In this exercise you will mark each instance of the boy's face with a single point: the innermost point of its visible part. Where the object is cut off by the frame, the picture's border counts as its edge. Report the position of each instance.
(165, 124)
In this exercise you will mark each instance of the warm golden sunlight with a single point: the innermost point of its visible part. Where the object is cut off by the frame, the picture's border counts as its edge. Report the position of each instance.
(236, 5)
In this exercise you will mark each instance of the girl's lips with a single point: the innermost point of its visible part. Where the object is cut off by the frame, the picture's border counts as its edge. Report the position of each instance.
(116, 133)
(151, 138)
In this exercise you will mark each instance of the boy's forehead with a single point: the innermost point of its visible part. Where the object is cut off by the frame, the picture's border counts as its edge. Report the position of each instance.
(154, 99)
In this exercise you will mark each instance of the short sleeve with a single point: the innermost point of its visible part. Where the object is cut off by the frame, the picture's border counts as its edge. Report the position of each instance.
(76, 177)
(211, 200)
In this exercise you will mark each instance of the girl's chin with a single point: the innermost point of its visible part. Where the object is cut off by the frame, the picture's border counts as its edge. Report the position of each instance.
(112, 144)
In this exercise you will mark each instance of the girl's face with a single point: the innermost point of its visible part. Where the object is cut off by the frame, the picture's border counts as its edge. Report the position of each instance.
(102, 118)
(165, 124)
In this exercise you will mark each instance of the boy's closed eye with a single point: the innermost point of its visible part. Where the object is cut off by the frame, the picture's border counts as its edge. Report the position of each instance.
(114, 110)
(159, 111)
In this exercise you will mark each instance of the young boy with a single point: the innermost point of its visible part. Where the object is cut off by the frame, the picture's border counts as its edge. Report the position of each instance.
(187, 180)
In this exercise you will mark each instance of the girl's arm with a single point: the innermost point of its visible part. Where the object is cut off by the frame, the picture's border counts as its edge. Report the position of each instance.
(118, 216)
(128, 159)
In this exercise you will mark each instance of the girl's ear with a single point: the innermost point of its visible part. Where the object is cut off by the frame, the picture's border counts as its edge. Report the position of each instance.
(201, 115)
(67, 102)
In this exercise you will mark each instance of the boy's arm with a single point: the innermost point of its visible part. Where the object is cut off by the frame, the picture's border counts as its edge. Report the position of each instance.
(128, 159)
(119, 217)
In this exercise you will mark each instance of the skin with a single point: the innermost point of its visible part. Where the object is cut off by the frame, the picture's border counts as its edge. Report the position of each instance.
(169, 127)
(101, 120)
==*==
§ EXERCISE
Restate the listing above in full, exactly.

§ TASK ANSWER
In this exercise you will mark each instance of the boy's face with a single point: the innermost point of its visible part. Where the object is cut off by the frame, the picture's border counts as its edge. Report the position of each instance.
(165, 124)
In this exercise you will mark each instance of the warm golden sunlight with a single point: the innermost point of its visible part. Where the object is cut off by the frame, the picture's border counts as its edge. Report the position of each instance.
(236, 5)
In this exercise you will mark each instance of the girl's lips with a single point: the innermost point of its visible part. Where the object is cut off by the frame, the picture's border counts as its edge. Report the position of each instance.
(116, 133)
(151, 138)
In this exercise you will mark each instance of the boy's forehead with a single point: the innermost point of its visible part. Where the object is cut off by the frame, the picture's border counts as its edge. Report the position of each instance.
(154, 99)
In this exercise you will mark each instance of the short sleeve with a single point: the innermost point of its visible part. Where the object is cut off by the frame, the picture's border counts as its edge. Report the position of each instance.
(76, 177)
(211, 200)
In this exercise you will mark each instance of the girl's chin with a single point: the innermost point of its visible part. Where the object is cut off by the frame, the picture's border counts as its edge. Report the position of each instance.
(112, 144)
In this exercise you will mark each instance of the girl's face with a single point: the innermost point of its visible part. Where the object is cut off by the frame, the picture's border counts as its edge. Report the position of each instance.
(102, 118)
(165, 124)
In this exercise you will mark each instance of the boy's closed eye with a single point: the innermost point of its visible part. Where the object is cut off by the frame, the picture's border counts as its edge. Report the position of each instance.
(114, 110)
(159, 111)
In this exercise you will mark each instance of the young boy with a single point: the innermost point of its visible part. Where the object is cut off by the frame, the picture's border counts as its edge. Report the position of each instance.
(187, 180)
In this exercise you will mark each instance of the girl's arm with a single point: the innermost point of its visible part. Where the object is cut off by the frame, the picture's border counts as its edge. Report the position of each instance.
(118, 216)
(128, 159)
In this exercise you will mark each instance of the girl's ear with a single point: the innermost point of its visible part. Where the object is cut off by the frame, the picture's border counts as its edge. Report the position of each instance.
(201, 115)
(67, 102)
In this exercise you will mark each instance of the boy's arm with a single point: the innermost point of its visible part. Where the object is cut off by the frame, the picture's border counts as its edge. Report the position of each instance.
(128, 159)
(119, 217)
In this exercise you will mark each instance of the skin with a single point: the innermost point of its visible part. Where the object is cut off by the frame, the picture's border counts as its edge. Report the position of each instance.
(169, 127)
(101, 120)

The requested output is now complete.